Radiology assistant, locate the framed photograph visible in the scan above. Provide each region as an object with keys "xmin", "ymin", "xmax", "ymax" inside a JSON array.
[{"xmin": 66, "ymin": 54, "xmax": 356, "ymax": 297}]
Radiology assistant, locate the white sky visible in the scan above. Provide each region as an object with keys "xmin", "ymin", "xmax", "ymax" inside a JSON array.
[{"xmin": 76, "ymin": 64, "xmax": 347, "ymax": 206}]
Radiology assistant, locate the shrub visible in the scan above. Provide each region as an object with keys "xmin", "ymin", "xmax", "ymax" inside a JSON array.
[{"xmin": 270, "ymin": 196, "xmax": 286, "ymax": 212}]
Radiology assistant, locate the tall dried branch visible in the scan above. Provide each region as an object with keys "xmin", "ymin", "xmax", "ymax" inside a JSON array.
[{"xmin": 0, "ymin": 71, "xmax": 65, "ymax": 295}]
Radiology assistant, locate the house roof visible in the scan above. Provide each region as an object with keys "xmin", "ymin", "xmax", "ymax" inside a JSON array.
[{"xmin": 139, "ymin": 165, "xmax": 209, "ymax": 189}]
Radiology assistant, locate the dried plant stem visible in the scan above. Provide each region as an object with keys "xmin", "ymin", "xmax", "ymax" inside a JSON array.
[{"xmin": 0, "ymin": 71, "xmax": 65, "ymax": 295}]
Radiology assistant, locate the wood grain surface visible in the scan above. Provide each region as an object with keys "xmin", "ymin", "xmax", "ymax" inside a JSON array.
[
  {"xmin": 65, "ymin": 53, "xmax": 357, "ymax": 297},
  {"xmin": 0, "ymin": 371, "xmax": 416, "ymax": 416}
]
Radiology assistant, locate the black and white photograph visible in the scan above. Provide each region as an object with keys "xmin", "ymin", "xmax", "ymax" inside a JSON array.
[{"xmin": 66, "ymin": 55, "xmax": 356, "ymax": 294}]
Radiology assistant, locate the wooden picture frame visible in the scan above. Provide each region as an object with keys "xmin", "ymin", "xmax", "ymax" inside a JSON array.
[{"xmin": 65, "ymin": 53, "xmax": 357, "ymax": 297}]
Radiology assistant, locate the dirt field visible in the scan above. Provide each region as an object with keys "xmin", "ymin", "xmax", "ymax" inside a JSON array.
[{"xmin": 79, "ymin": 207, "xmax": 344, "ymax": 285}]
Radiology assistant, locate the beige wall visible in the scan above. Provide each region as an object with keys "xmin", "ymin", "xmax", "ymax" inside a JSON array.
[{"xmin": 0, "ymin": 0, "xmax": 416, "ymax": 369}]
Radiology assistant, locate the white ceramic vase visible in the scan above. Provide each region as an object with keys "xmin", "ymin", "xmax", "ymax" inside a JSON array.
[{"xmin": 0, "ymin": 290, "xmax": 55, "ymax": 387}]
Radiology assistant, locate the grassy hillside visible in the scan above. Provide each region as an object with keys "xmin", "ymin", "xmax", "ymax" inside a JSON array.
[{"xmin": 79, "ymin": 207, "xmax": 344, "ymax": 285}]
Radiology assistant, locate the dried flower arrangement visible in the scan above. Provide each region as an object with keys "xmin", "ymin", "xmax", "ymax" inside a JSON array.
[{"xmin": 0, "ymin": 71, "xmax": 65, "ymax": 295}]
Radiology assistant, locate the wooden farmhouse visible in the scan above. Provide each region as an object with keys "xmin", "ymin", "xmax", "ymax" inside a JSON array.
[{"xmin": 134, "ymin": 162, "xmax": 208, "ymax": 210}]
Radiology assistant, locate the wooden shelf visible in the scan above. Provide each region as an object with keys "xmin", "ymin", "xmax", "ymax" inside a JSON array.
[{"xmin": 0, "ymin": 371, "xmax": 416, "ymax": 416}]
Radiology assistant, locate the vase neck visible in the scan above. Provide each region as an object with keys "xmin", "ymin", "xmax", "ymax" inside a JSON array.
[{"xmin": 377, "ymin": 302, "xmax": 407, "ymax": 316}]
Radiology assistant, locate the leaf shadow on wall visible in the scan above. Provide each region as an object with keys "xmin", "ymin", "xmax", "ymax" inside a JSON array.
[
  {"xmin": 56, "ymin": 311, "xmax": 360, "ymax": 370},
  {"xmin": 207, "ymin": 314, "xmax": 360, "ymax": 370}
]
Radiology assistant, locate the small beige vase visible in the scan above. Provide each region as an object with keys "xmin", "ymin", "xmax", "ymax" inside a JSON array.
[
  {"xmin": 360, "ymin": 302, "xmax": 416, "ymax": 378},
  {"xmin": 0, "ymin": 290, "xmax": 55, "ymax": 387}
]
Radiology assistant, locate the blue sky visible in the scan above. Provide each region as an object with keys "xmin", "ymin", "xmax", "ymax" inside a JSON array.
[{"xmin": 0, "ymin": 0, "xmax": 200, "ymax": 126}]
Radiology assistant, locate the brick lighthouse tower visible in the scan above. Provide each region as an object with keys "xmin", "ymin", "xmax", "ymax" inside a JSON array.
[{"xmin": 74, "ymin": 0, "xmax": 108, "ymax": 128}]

★ ★ ★

• _What is needed_
Rewrite all the items above, replacing "Radiology assistant" with "Image assistant" and leaving everything else unchanged.

• _Result of this task_
Image assistant, locate the framed photograph visible in the scan above. Provide each region as an object with keys "xmin", "ymin", "xmax", "ymax" inside a JSON array.
[{"xmin": 66, "ymin": 54, "xmax": 356, "ymax": 297}]
Image assistant, locate the white sky visible in the scan above. Provide each region as an object with keys "xmin", "ymin", "xmax", "ymax" inside a JSON array.
[{"xmin": 76, "ymin": 64, "xmax": 347, "ymax": 206}]
Image assistant, locate the shrub visible in the scan above. Provide each region as an object with keys "xmin", "ymin", "xmax", "ymax" inside a JSON array.
[{"xmin": 270, "ymin": 196, "xmax": 286, "ymax": 212}]
Image assistant, locate the tall dried branch visible in the scan above. Provide each region as an object with keys "xmin", "ymin", "xmax", "ymax" inside a JSON array.
[{"xmin": 0, "ymin": 71, "xmax": 65, "ymax": 295}]
Image assistant, locate the house roof visible in the scan above. Provide each region as an object with keys "xmin", "ymin", "xmax", "ymax" inside a JSON array.
[{"xmin": 139, "ymin": 165, "xmax": 209, "ymax": 189}]
Image assistant, locate the dried plant stem visible in the scan above. Provide each region as an object with keys "xmin", "ymin", "xmax", "ymax" inside a JSON array.
[{"xmin": 0, "ymin": 71, "xmax": 65, "ymax": 295}]
Image assistant, locate the wood grain surface visible in the scan above. Provide each region as an object with keys "xmin", "ymin", "xmax", "ymax" inside a JSON array.
[
  {"xmin": 65, "ymin": 53, "xmax": 357, "ymax": 297},
  {"xmin": 0, "ymin": 371, "xmax": 416, "ymax": 416}
]
Image assistant, locate the black and white photograph visible in the scan above. Provide each region as an object with keys "xmin", "ymin", "xmax", "ymax" inside a JSON array.
[{"xmin": 66, "ymin": 55, "xmax": 356, "ymax": 294}]
Image assistant, locate the wooden picture frame visible in the scan above. Provide each region as an object with keys "xmin", "ymin", "xmax", "ymax" inside a JSON array.
[{"xmin": 65, "ymin": 53, "xmax": 357, "ymax": 297}]
Image assistant, locate the dirt field visible in the scan above. Provide each region as an object with keys "xmin", "ymin", "xmax", "ymax" inside a JSON array.
[{"xmin": 79, "ymin": 207, "xmax": 344, "ymax": 285}]
Image assistant, locate the beige wall visible in the scan above. Provide each region as an object with keys "xmin", "ymin", "xmax", "ymax" inside a JSON array.
[{"xmin": 0, "ymin": 0, "xmax": 416, "ymax": 369}]
Image assistant, locate the white ceramic vase visible in the scan above. Provide each region as an object with keys "xmin", "ymin", "xmax", "ymax" inside a JSON array.
[{"xmin": 0, "ymin": 290, "xmax": 55, "ymax": 387}]
Image assistant, locate the grassy hillside visible in the scan above. Provide each region as an object with keys "xmin", "ymin", "xmax", "ymax" inside a JSON array.
[{"xmin": 79, "ymin": 207, "xmax": 344, "ymax": 285}]
Image assistant, locate the dried flower arrangement visible in the scan above. Provide each region as an object with keys "xmin", "ymin", "xmax", "ymax" inside a JSON array.
[{"xmin": 0, "ymin": 71, "xmax": 65, "ymax": 295}]
Image assistant, locate the wooden farmhouse visible in the scan above. Provide each region as an object with keys "xmin", "ymin", "xmax", "ymax" inside a JSON array.
[{"xmin": 134, "ymin": 162, "xmax": 208, "ymax": 210}]
Image assistant, locate the wooden shelf visible in the scan above. Provide each region as an object with keys "xmin", "ymin", "xmax", "ymax" inside a JSON array.
[{"xmin": 0, "ymin": 371, "xmax": 416, "ymax": 416}]
Image assistant, locate the vase neck visible in the scan above. Provide each region as an object with keys "xmin", "ymin", "xmax", "ymax" inside a JSON array.
[{"xmin": 377, "ymin": 302, "xmax": 407, "ymax": 316}]
Image assistant, locate the leaf shadow on wall visible in the scan above. Provide each region as an object with keys "xmin", "ymin", "xmax", "ymax" inside a JSON array.
[
  {"xmin": 56, "ymin": 311, "xmax": 360, "ymax": 370},
  {"xmin": 207, "ymin": 314, "xmax": 360, "ymax": 370}
]
Image assistant, locate the small beige vase visible in the scan above. Provide each region as an object with keys "xmin", "ymin", "xmax", "ymax" inside a JSON array.
[
  {"xmin": 360, "ymin": 302, "xmax": 416, "ymax": 378},
  {"xmin": 0, "ymin": 290, "xmax": 55, "ymax": 387}
]
Image assistant, locate the blue sky visible in the scan above. Provide each region as an object with keys "xmin", "ymin", "xmax", "ymax" inside a JSON array.
[{"xmin": 0, "ymin": 0, "xmax": 200, "ymax": 126}]
Image assistant, locate the brick lighthouse tower visible in the scan above. Provide each region as an object with keys "xmin", "ymin", "xmax", "ymax" inside a JSON array.
[{"xmin": 74, "ymin": 0, "xmax": 108, "ymax": 128}]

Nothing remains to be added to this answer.